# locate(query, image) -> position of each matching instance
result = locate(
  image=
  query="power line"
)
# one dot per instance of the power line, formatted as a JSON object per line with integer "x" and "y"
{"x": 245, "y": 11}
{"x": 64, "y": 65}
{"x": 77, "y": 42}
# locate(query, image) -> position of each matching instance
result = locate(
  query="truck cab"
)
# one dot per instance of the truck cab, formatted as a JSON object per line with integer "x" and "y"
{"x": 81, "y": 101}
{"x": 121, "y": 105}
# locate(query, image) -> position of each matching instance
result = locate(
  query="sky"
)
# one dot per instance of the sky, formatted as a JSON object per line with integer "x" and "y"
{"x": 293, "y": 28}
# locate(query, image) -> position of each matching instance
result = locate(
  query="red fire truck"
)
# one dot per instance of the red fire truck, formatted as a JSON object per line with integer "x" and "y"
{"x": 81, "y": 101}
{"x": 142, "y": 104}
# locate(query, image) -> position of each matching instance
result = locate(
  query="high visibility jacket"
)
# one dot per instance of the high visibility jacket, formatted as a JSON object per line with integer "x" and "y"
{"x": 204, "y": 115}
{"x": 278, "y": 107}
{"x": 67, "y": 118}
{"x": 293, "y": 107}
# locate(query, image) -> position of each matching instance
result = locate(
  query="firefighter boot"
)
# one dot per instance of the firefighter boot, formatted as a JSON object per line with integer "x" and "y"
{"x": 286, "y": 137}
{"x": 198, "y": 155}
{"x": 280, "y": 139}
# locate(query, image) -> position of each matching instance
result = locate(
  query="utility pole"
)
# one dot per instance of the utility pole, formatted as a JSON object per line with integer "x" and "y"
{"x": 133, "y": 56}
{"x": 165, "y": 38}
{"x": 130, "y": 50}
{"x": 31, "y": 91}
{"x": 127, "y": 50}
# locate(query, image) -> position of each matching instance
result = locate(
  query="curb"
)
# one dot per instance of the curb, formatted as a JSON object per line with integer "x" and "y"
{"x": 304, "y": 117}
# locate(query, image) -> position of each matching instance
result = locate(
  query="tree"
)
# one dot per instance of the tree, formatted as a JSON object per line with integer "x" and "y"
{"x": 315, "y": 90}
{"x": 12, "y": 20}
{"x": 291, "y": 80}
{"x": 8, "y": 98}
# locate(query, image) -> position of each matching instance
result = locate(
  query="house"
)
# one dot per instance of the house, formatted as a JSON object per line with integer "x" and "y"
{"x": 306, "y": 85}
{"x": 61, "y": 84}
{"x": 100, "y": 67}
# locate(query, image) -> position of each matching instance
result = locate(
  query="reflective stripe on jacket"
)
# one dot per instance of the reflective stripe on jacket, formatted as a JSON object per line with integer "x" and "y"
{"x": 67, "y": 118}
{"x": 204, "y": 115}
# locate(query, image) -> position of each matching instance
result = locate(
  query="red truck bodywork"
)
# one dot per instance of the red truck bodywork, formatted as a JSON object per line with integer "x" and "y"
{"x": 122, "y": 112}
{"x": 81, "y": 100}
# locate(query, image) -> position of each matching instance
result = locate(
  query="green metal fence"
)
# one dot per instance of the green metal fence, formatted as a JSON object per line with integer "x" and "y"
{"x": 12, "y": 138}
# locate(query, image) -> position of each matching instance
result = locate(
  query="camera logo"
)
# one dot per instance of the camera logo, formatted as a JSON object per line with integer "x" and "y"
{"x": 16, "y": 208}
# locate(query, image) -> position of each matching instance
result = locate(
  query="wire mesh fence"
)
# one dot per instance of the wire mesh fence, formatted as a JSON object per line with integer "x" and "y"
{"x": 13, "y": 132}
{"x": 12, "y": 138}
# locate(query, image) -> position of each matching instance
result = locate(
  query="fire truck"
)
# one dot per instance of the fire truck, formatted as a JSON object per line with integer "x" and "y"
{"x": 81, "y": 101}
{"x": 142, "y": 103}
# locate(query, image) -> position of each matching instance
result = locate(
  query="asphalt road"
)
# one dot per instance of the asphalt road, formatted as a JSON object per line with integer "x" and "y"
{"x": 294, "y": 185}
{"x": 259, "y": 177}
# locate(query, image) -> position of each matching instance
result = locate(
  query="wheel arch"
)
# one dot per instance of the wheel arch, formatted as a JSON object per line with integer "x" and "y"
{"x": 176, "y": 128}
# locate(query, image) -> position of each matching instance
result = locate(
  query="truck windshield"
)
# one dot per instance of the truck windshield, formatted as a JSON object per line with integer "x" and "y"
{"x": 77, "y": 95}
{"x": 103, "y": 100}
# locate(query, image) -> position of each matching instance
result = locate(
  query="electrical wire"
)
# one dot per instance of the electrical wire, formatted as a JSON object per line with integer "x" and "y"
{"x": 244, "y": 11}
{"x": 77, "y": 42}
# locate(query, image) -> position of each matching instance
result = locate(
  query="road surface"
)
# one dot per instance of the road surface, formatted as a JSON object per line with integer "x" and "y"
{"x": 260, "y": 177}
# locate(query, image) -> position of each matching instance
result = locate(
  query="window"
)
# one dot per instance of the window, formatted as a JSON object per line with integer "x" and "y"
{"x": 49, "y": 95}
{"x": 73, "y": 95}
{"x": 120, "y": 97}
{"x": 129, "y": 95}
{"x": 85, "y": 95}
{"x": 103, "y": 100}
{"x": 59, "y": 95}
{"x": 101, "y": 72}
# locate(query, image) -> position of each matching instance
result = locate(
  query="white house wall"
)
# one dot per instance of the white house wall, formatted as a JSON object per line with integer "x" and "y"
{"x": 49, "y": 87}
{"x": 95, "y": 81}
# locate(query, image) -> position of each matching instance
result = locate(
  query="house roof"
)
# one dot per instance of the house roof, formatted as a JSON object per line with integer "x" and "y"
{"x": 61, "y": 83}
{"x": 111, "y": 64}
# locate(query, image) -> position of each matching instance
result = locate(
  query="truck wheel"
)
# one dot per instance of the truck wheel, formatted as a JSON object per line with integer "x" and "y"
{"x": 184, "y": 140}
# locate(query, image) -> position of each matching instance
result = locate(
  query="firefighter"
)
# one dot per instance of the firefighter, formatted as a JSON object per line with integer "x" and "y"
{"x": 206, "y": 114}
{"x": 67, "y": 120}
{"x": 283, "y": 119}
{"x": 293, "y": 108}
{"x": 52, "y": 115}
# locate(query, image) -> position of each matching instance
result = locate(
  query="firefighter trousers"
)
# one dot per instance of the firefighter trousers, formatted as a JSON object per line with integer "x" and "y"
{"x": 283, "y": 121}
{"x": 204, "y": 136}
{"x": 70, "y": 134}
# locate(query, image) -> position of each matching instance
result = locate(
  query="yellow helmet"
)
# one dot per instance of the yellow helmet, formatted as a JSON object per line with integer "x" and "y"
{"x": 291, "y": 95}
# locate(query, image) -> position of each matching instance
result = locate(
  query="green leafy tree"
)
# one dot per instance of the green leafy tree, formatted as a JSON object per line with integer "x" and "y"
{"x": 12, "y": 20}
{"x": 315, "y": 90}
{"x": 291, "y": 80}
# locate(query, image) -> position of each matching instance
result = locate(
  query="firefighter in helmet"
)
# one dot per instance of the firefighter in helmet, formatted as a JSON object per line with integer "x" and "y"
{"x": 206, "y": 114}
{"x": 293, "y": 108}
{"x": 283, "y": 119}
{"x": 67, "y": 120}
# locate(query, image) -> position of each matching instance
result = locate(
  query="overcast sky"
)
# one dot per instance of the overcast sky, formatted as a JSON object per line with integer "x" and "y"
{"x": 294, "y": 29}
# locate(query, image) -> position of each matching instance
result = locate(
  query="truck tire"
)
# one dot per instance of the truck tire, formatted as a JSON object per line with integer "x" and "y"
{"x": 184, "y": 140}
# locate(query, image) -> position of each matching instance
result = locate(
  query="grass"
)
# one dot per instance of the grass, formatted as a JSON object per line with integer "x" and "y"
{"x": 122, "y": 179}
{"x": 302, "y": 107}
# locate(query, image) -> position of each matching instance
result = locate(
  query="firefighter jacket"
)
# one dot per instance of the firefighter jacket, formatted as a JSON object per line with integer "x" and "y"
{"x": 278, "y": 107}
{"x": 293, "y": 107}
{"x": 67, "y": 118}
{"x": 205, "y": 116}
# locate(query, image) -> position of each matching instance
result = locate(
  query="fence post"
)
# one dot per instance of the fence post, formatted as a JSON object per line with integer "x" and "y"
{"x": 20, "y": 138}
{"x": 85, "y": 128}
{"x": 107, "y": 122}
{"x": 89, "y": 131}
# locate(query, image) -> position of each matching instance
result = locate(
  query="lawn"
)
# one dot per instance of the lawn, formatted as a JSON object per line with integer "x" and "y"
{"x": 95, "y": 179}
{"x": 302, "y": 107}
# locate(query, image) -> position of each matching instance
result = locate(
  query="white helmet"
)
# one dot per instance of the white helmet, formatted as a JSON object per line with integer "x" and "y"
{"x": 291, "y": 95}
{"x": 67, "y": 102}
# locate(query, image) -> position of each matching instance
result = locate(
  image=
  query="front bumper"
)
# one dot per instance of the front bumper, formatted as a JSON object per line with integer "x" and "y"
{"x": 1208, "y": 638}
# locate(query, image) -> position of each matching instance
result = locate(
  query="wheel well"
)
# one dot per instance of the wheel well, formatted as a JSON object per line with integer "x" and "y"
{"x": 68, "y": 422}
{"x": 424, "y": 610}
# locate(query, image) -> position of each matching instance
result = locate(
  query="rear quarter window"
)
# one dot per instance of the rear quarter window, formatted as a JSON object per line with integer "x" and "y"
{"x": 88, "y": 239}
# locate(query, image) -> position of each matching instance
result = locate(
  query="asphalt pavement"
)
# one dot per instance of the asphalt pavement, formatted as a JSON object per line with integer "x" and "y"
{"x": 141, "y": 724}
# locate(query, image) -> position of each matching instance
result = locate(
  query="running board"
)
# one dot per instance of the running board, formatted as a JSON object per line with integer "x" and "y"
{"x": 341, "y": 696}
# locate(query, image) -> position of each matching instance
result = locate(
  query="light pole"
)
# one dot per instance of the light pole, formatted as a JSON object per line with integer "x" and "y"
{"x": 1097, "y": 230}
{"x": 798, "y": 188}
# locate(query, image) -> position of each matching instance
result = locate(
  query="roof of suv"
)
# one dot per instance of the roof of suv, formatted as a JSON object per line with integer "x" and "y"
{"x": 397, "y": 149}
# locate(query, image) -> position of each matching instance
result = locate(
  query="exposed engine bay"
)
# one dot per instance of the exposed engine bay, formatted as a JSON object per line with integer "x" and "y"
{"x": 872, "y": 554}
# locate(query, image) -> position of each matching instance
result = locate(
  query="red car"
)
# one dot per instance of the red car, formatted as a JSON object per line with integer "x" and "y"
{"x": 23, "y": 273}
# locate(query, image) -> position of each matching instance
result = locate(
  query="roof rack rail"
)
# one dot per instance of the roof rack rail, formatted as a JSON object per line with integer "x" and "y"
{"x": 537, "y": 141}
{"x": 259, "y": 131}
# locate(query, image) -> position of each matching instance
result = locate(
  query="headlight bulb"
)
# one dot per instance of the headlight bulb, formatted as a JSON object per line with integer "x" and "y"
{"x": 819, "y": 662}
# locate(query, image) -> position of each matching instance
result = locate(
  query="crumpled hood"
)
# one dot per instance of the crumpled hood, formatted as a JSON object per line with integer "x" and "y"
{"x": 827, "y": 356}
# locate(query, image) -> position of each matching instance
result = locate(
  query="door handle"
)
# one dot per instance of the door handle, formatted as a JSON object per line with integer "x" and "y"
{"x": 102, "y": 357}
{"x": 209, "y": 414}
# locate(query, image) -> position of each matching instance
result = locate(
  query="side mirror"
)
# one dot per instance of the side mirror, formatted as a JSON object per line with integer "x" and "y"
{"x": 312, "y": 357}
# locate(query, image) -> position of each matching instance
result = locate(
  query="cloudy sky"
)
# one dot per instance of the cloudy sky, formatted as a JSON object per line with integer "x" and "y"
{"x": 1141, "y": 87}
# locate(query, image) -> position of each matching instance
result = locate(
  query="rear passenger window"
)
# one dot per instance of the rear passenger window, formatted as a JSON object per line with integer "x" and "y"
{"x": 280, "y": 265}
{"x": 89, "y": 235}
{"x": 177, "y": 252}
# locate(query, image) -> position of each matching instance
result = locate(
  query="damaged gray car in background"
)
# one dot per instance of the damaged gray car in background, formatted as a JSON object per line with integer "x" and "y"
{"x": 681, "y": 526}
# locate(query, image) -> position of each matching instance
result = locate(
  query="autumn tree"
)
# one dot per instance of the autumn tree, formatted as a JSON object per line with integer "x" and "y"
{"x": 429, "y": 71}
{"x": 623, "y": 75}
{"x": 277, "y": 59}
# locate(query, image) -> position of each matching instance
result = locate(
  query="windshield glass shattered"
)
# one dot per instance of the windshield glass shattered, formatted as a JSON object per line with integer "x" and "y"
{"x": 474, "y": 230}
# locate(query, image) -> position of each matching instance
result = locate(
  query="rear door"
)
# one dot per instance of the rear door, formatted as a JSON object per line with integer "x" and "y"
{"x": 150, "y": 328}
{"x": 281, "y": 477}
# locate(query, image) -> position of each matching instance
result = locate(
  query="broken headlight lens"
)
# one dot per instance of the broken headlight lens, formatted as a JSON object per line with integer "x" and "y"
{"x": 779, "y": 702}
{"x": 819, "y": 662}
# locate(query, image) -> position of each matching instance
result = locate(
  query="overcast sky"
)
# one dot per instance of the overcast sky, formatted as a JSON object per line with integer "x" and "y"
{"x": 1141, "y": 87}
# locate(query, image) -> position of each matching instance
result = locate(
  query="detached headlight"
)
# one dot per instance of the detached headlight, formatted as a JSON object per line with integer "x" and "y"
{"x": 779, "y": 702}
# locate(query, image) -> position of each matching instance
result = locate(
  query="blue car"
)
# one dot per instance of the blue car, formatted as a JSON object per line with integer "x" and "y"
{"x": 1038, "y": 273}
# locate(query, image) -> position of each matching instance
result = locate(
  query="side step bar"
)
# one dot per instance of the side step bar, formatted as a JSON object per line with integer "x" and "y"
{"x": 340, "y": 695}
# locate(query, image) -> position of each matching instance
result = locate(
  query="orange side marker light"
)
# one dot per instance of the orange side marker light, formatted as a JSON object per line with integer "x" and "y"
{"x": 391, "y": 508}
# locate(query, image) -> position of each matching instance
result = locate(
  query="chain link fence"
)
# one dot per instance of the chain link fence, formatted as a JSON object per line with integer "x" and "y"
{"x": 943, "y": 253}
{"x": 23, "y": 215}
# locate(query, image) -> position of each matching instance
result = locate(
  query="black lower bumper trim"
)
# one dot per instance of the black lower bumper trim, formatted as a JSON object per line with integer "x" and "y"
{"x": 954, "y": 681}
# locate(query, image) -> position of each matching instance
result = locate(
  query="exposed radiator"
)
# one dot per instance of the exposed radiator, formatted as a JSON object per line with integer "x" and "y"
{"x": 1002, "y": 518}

• • • • •

SET TASK:
Tally the lines above that contain the string "post" and give only that number.

ANSWER IN FULL:
2